- **Questions**
A: In the forum excerpt about boot options, what happens on some boards when the CMOS is cleared?
B: The forum excerpt about boot options says the data on a stolen box could still remain safe. Explain why.

- **Excerpt provided**

+---+

October 28, 20241 yr 10 minutes ago, Espressomatic said: I'm not sure how you can prevent that, regardless of how you boot a system. You don't have to yank a USB boot disk to boot off another device. Likewise, you can boot off USB even if the system is set to boot from a different device - even if USB ports are disabled, they're easy enough to turn on. If someone has physical access to your machine, it's game over - there is no way to protect it. If that's an issue for you, then USB booting is the least of your concerns. You can if you lock the UEFI with a password and have an OS that encrypts via TPM. aka that drive can only be read by that that MB/MB CPU combo in the case of FTPM. on some board the FTPM is also linked to the UEFI so if the CMOS is cleared you lose the TPM key and have to use a encryption recovery password. Yes if the box is stolen the HW is gone but the data would remain safe as long as they don't crack the OS login or use some other exploit like Meltdown back in the day or the like. With that said I'm not saying that USB should be dropped, Just that other options other than USB should be available. Also not saying that the Unraid OS should be encrypted (though it would be nice as an option) but it could still link to TPM just to detect HW change of the MB/MB CPU combo for FTPM.
October 28, 20241 yr Community Expert LT have officially announced they were "looking into other booting options", but I wouldn't expect that to happen at high priority/before a year or 2...

+---+

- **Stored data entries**

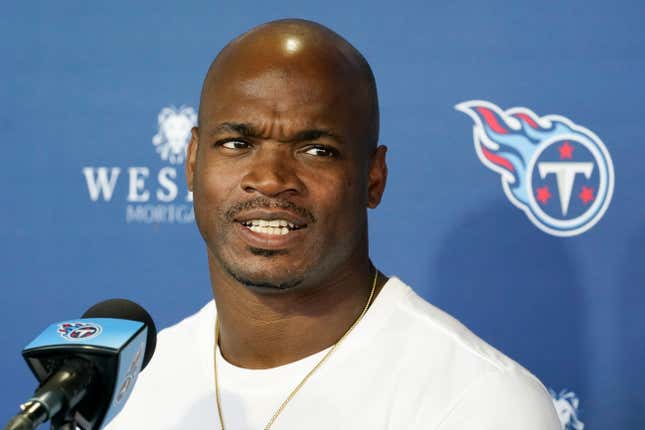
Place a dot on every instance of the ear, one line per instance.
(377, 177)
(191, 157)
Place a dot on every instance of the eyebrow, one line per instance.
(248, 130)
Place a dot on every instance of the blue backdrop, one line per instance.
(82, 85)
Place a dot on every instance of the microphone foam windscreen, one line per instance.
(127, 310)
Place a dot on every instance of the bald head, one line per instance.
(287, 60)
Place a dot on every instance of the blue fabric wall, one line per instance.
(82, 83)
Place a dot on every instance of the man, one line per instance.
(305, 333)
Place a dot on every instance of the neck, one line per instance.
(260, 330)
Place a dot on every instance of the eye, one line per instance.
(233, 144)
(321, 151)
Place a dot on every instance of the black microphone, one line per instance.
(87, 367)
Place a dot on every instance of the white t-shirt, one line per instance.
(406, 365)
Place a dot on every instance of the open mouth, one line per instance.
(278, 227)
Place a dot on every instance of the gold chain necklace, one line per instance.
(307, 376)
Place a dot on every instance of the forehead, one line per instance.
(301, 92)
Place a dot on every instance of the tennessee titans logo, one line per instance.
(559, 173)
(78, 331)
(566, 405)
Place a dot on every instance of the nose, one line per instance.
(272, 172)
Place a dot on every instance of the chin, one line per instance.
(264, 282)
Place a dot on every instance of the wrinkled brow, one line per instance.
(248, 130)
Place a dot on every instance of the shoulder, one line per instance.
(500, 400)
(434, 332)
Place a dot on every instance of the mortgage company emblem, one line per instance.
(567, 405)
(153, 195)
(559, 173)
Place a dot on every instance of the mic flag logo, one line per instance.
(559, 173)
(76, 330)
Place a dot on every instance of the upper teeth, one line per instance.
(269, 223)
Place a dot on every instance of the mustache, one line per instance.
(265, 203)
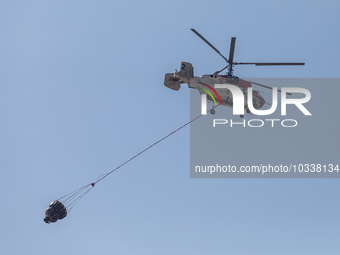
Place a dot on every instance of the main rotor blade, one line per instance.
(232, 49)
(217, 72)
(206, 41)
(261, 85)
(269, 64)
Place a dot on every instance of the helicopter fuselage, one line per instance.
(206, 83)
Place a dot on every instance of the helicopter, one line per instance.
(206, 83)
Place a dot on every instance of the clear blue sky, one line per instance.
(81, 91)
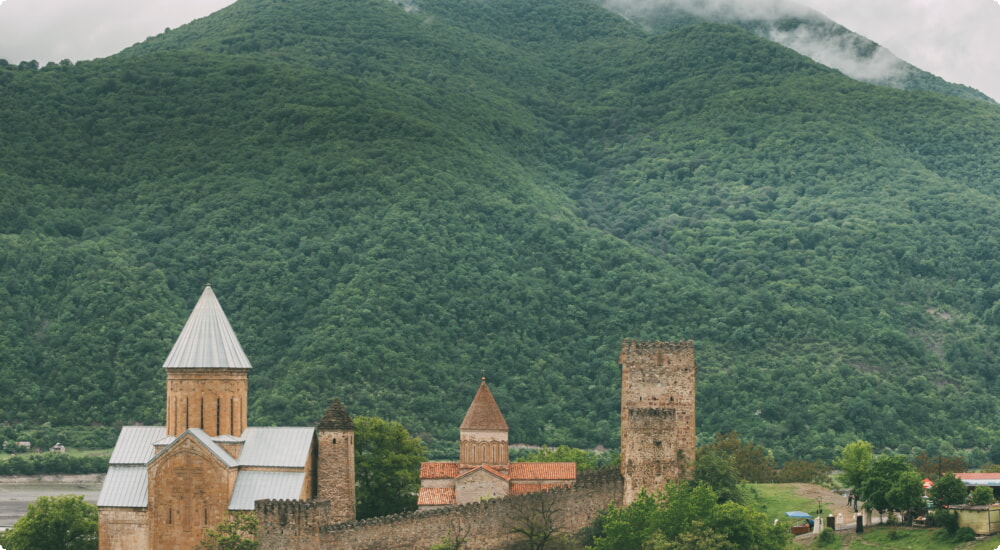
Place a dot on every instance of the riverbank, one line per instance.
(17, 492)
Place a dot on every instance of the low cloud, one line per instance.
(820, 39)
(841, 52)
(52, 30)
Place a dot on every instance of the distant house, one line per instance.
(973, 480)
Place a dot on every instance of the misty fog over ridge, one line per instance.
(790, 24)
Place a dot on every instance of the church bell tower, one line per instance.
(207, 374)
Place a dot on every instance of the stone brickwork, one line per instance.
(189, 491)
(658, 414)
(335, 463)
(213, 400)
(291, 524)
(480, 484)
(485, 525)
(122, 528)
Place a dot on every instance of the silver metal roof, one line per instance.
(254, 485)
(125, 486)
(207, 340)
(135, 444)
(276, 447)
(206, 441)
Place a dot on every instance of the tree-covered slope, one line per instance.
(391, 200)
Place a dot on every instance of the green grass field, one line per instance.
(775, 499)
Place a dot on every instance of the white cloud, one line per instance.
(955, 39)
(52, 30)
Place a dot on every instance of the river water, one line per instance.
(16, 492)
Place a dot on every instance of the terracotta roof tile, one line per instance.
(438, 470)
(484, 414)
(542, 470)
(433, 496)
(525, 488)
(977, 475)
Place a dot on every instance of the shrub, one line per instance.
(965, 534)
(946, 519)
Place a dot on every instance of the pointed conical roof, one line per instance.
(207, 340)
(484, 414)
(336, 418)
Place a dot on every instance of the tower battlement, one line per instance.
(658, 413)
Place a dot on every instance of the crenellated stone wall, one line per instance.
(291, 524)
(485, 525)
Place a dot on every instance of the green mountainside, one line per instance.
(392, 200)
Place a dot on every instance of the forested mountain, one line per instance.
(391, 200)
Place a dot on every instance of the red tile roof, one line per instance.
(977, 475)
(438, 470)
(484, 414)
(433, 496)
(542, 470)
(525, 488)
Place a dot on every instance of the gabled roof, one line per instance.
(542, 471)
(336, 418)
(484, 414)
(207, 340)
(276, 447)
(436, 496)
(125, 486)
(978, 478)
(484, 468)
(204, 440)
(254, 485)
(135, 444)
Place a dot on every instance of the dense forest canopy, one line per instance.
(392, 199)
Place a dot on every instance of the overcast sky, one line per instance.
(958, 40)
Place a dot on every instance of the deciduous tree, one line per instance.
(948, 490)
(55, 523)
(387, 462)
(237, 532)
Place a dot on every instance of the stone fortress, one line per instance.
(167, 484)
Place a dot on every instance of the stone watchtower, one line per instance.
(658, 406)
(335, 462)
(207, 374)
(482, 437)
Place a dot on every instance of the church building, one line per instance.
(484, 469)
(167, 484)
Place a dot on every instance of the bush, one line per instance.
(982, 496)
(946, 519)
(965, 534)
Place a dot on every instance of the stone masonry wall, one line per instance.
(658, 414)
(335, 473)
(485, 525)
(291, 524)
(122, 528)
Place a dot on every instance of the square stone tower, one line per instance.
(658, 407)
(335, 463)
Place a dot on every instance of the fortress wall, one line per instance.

+---+

- **Answers by item number**
A: The TPM key is lost, and an encryption recovery password has to be used.

B: The UEFI is locked with a password, and the OS encrypts the drive via TPM, so only that motherboard and CPU combination can read the drive. The data stays safe as long as the thief doesn't crack the OS login or use some other exploit.